**Problem description:**
Using the passage on Obamacare, explain why the law changed so much from the plan first pitched to the nation.

**Text passage:**

The Obamacare that consumers will finally be able to sign up for next week is a long way from the health plan President Obama first pitched to the nation. As Politico notes, millions of low-income Americans won’t receive coverage. Many workers at small businesses won’t get a choice of insurance plans right away. Large employers won’t need to provide insurance for another year. Far more states than expected won’t run their own insurance marketplaces. And a growing number of workers won’t get to keep their employer-provided coverage. But, apart from that – and all the exemptions – six more days and we will all get to see the shiny new exchanges; which may (or may not) prove Sen. Barraso right when he said “It was bad policy and bad politics. They got it wrong on all accounts.”
An example from Kentucky… the only state to fully embrace Obamacare…
[Why has it changed so much?]
Every branch of the federal government played a role in weakening the law over the past three years, the casualty of a divisive legislative fight, a surprise Supreme Court ruling, a complex implementation and an unrelenting political opposition.

**Entries provided:**

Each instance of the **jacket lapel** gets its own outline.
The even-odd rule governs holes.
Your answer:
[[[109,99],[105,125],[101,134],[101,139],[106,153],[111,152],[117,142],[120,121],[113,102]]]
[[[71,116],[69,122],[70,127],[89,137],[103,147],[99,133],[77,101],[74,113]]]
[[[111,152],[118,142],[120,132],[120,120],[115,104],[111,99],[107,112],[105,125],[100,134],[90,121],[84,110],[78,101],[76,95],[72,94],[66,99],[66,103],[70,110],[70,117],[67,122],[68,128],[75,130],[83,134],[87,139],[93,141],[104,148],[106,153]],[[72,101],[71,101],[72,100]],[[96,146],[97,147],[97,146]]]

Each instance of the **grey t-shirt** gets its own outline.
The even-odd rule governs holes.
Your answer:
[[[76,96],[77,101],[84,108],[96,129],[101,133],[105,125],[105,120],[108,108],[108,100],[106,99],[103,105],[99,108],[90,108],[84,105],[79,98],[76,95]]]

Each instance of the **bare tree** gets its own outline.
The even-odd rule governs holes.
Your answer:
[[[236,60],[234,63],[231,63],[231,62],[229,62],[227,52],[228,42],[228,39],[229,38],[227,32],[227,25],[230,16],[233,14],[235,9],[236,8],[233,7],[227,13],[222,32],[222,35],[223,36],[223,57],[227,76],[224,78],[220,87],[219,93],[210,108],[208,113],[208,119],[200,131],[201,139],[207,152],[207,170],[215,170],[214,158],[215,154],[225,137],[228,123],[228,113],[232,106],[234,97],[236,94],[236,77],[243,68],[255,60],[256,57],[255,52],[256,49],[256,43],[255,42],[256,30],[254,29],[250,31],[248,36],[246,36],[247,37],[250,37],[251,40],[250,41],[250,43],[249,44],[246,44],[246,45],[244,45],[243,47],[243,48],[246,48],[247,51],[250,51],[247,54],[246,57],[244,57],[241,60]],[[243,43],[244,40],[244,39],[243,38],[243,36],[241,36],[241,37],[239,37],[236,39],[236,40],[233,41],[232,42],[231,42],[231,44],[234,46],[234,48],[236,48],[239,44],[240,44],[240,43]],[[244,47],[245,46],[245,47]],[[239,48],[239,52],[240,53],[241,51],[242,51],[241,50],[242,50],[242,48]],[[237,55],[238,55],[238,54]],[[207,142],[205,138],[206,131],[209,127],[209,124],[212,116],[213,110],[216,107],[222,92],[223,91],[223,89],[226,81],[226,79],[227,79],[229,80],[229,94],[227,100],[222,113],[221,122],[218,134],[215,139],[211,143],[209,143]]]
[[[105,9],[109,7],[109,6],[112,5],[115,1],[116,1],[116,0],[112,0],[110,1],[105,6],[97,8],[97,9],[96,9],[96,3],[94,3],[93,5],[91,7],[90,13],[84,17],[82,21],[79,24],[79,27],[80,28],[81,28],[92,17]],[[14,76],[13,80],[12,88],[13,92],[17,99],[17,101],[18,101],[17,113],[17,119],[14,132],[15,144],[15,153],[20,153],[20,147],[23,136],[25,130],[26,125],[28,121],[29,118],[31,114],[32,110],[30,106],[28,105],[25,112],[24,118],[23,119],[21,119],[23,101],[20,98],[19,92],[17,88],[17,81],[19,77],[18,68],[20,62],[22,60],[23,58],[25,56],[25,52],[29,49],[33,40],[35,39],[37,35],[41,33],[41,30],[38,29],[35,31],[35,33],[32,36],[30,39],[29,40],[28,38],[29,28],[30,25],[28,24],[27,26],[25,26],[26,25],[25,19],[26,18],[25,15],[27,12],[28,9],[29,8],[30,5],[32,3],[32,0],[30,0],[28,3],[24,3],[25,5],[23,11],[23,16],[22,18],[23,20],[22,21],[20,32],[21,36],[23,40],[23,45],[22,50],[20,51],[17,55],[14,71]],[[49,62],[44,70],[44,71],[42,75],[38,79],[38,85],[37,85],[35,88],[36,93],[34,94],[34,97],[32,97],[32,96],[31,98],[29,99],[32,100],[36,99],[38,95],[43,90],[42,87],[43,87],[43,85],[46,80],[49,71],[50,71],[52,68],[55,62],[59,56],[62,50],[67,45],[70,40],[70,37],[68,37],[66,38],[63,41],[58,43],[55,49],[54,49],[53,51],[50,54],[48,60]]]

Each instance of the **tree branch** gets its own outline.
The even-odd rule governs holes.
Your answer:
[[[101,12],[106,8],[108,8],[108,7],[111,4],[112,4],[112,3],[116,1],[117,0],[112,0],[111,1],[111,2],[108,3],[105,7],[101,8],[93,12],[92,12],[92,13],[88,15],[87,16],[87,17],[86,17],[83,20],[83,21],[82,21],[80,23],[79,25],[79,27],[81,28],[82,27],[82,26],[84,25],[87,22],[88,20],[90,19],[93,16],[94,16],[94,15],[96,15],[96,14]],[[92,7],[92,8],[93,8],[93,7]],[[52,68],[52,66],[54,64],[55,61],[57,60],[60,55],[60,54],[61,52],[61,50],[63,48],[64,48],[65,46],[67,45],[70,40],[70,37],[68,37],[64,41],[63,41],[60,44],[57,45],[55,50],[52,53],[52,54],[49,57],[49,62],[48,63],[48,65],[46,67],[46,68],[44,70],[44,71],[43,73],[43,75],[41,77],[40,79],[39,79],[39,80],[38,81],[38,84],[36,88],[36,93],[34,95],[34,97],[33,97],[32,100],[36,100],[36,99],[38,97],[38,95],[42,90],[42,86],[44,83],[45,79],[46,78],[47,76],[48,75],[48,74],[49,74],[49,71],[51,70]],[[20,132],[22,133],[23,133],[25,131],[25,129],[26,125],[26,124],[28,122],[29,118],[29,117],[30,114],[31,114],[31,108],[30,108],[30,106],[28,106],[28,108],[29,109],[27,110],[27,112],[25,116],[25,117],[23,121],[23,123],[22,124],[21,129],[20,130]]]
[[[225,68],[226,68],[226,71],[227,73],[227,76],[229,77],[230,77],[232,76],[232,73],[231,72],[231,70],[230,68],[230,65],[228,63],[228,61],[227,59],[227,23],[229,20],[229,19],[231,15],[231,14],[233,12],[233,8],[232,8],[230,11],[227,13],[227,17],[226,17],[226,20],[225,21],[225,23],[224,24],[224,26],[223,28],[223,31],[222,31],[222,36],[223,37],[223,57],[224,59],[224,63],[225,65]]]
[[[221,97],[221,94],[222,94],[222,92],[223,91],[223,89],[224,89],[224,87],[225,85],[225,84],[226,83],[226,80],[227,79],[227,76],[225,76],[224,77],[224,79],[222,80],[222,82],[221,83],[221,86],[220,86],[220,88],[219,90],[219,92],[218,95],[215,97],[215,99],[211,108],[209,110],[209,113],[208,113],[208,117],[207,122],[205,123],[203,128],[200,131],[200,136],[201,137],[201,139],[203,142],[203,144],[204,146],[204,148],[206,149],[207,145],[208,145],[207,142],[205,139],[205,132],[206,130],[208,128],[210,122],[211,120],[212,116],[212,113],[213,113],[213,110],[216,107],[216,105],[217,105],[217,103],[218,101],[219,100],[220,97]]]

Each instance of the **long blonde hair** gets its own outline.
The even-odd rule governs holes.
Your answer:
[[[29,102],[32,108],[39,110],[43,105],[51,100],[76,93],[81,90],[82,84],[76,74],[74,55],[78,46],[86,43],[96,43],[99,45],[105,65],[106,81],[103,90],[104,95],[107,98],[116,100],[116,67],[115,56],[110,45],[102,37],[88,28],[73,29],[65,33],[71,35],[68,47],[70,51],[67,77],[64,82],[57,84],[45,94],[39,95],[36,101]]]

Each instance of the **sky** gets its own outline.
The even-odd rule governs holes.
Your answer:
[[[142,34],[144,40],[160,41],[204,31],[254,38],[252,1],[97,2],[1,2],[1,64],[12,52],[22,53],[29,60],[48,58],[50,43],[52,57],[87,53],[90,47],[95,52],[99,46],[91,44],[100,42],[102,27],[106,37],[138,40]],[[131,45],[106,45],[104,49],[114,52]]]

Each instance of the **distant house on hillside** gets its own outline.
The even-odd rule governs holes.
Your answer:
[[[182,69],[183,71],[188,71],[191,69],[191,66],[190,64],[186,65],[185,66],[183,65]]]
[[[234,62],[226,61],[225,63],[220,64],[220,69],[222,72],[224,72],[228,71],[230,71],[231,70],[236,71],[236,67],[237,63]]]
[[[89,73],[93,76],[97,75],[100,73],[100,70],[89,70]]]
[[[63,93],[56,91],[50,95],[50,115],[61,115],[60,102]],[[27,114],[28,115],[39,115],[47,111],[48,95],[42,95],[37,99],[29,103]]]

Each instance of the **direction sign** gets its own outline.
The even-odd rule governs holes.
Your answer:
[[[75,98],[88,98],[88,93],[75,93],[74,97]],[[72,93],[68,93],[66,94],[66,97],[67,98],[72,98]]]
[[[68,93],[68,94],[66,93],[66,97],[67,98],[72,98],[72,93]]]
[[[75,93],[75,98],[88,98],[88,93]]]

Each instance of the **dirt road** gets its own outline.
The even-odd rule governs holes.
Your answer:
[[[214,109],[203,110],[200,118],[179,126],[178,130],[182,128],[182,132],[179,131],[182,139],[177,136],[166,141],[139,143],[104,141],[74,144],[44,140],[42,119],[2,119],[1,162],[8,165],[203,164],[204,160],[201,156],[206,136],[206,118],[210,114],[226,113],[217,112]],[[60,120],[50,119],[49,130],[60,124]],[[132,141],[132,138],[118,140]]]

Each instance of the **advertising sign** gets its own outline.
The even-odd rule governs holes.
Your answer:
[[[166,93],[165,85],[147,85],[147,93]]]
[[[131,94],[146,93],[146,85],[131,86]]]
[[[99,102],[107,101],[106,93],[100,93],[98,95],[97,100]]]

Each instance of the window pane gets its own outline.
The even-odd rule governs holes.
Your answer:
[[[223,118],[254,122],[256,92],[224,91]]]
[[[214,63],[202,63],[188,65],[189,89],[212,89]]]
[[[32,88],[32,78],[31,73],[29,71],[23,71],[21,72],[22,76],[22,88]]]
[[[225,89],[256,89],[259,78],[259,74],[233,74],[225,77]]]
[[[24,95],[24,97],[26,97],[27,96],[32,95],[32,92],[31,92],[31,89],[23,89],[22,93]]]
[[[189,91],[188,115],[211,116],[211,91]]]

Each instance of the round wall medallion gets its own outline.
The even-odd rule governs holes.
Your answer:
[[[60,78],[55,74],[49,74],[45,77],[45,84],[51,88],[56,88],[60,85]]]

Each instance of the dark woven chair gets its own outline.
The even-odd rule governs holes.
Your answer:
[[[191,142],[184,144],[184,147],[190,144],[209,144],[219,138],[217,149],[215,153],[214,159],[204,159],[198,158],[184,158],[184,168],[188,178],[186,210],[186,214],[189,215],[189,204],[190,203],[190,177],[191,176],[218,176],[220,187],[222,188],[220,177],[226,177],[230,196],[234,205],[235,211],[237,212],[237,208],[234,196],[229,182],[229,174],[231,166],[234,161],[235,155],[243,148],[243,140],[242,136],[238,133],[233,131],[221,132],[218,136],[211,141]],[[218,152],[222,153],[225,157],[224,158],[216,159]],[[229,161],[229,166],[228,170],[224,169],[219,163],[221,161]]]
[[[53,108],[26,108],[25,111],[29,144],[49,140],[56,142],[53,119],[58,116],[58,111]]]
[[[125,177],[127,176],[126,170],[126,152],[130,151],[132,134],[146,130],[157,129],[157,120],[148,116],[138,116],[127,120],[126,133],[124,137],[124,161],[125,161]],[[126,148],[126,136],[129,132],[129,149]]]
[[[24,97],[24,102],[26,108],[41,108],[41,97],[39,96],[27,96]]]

**Answer below:**
Every branch of the federal government helped weaken the law over the past three years. It was the casualty of a divisive legislative fight, a surprise Supreme Court ruling, a complex implementation, and unrelenting political opposition.